- _What the task asks_: Reproduce the listing from its first line up to and including the line with "155], [214, 154]]]", requests included, and give only those lines. In the answers, scale every vertex coordinate by 2.2 and round each result to a whole number, with halves rounded up.

(A block of data)

= = = = = = =

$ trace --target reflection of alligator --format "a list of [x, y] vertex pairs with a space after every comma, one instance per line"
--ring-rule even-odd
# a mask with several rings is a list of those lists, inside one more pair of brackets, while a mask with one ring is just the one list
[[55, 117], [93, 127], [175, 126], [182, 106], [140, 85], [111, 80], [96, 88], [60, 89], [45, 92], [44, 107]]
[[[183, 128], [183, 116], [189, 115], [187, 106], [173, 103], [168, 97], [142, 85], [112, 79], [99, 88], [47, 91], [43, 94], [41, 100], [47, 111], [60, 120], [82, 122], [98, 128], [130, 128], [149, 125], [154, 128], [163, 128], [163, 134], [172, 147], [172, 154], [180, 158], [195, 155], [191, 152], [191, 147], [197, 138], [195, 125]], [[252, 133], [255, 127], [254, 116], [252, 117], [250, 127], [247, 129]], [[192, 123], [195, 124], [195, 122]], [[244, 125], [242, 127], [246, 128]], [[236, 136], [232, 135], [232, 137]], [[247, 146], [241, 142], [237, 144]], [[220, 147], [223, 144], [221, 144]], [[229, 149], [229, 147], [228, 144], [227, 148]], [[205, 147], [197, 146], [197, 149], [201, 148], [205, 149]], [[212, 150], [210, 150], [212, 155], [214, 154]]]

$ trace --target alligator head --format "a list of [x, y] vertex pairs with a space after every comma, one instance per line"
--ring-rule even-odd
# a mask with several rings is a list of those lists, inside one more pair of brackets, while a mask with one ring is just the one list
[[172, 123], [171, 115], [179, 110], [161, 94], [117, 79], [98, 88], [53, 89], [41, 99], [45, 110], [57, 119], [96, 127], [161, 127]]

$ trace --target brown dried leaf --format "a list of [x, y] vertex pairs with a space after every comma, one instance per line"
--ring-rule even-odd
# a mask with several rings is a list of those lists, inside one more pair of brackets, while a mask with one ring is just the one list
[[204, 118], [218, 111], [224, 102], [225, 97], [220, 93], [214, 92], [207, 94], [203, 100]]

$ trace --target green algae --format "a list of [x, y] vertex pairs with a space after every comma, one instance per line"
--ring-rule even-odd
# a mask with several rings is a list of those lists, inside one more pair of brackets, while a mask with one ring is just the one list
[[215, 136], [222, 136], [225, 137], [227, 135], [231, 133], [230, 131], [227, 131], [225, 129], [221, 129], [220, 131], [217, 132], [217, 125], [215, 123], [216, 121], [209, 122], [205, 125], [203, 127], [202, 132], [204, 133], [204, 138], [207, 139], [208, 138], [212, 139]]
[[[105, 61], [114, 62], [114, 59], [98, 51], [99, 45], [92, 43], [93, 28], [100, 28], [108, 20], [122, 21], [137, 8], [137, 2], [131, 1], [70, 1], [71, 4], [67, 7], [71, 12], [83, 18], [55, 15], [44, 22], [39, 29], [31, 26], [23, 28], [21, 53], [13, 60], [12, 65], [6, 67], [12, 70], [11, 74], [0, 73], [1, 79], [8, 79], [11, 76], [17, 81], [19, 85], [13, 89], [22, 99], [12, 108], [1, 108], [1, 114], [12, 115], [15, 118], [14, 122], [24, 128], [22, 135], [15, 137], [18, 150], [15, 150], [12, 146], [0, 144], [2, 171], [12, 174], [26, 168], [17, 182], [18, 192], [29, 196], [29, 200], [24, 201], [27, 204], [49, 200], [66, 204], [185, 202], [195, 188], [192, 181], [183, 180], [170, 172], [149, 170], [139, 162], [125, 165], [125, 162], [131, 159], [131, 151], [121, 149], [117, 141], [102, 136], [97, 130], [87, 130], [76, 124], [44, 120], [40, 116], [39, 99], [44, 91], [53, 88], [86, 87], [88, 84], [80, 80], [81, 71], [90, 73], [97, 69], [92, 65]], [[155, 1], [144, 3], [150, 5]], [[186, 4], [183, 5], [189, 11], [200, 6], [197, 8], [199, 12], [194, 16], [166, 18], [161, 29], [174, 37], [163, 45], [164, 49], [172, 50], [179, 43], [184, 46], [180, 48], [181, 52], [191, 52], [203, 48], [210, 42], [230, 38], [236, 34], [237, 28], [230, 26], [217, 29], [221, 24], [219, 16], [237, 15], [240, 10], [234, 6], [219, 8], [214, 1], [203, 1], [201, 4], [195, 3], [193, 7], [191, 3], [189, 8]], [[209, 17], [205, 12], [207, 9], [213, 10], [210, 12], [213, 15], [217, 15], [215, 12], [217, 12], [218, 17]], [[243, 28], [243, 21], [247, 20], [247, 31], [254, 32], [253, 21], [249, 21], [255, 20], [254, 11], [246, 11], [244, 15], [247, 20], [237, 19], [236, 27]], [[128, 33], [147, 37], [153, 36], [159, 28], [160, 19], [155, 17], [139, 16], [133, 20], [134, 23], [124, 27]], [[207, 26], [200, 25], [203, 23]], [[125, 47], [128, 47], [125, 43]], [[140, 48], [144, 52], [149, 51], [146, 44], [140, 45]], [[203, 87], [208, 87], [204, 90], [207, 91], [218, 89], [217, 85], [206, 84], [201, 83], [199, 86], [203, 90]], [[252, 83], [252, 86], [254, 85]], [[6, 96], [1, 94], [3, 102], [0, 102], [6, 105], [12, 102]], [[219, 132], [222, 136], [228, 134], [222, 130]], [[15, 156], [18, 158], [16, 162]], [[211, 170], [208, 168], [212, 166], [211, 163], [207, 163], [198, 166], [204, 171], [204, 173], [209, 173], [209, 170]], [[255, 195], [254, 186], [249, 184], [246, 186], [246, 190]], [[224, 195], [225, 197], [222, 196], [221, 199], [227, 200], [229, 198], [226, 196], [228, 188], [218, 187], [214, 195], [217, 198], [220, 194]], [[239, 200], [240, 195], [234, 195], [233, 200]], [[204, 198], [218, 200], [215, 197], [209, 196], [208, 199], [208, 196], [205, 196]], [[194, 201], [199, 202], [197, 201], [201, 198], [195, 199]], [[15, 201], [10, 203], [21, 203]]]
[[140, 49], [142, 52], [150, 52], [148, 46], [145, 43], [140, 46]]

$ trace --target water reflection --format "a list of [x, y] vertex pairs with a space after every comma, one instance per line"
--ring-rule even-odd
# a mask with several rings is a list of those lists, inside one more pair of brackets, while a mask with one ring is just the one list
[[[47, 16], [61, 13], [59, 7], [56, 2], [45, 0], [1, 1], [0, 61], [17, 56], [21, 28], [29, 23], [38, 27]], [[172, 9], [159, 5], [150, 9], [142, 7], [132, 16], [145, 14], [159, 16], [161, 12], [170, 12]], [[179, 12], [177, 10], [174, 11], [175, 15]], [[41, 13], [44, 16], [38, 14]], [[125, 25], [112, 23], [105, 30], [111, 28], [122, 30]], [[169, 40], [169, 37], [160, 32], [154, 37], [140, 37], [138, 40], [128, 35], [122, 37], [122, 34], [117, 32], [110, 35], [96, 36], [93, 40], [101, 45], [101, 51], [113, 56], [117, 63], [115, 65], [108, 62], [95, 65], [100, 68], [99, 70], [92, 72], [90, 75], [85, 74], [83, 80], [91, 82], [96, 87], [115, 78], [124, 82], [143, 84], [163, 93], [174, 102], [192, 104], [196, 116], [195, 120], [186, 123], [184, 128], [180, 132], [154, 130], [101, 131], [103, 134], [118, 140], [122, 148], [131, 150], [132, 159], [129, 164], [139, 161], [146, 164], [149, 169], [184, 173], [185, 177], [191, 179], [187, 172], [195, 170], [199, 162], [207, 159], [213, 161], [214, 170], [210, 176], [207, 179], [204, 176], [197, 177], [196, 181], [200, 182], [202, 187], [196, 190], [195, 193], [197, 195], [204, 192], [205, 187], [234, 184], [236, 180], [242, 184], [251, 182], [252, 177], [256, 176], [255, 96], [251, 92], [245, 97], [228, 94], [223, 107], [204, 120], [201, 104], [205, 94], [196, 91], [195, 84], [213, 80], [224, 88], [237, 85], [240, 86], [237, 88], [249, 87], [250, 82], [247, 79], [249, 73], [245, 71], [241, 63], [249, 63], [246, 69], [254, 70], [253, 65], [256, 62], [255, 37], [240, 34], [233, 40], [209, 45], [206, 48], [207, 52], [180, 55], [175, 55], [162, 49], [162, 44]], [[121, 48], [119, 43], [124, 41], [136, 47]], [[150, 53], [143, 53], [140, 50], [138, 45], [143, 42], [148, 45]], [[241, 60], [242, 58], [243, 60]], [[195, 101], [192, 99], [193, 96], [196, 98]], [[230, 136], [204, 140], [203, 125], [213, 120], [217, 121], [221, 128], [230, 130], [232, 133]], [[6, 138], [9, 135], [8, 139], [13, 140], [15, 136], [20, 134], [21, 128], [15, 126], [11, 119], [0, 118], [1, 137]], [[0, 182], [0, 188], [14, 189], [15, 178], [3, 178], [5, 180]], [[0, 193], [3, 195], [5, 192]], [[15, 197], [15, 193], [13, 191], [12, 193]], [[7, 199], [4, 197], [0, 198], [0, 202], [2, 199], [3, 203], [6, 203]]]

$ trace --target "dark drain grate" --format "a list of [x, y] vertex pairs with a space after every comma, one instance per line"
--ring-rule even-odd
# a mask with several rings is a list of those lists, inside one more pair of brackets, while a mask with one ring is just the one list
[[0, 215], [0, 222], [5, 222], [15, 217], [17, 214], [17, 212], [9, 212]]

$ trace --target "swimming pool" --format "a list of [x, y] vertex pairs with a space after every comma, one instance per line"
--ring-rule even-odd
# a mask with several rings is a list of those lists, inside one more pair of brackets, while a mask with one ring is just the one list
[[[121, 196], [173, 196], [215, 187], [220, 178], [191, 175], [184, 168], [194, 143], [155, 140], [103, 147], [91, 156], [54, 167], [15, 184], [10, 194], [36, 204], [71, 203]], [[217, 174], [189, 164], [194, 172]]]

= = = = = = =

- _Response for this exercise_:
$ trace --target reflection of alligator --format "a list of [x, y] vertex pairs with a space after every comma, one instance per line"
--ring-rule even-odd
# a mask with several rings is a list of those lists, inside one more pair of brackets, while a mask with one ring is just the one list
[[121, 257], [205, 279], [385, 277], [400, 233], [308, 187], [244, 176], [211, 194], [132, 196], [99, 202], [97, 235]]
[[[403, 282], [403, 255], [416, 253], [411, 233], [381, 227], [370, 213], [312, 187], [246, 174], [218, 194], [103, 200], [95, 207], [90, 220], [103, 244], [132, 264], [180, 268], [216, 282], [286, 282], [328, 275], [339, 282], [359, 282], [359, 295], [378, 323], [378, 339], [396, 348], [429, 341], [420, 334], [420, 323], [433, 304], [429, 275]], [[554, 293], [561, 279], [559, 255], [554, 257], [550, 279], [543, 284]], [[422, 271], [429, 273], [429, 268]], [[537, 275], [532, 279], [541, 282]], [[519, 299], [510, 297], [510, 301]], [[543, 321], [530, 312], [521, 317]], [[484, 323], [491, 317], [486, 317]], [[504, 328], [504, 323], [502, 317], [499, 326]], [[451, 323], [433, 321], [433, 328], [442, 326], [451, 328]], [[466, 330], [462, 330], [466, 341], [471, 339]]]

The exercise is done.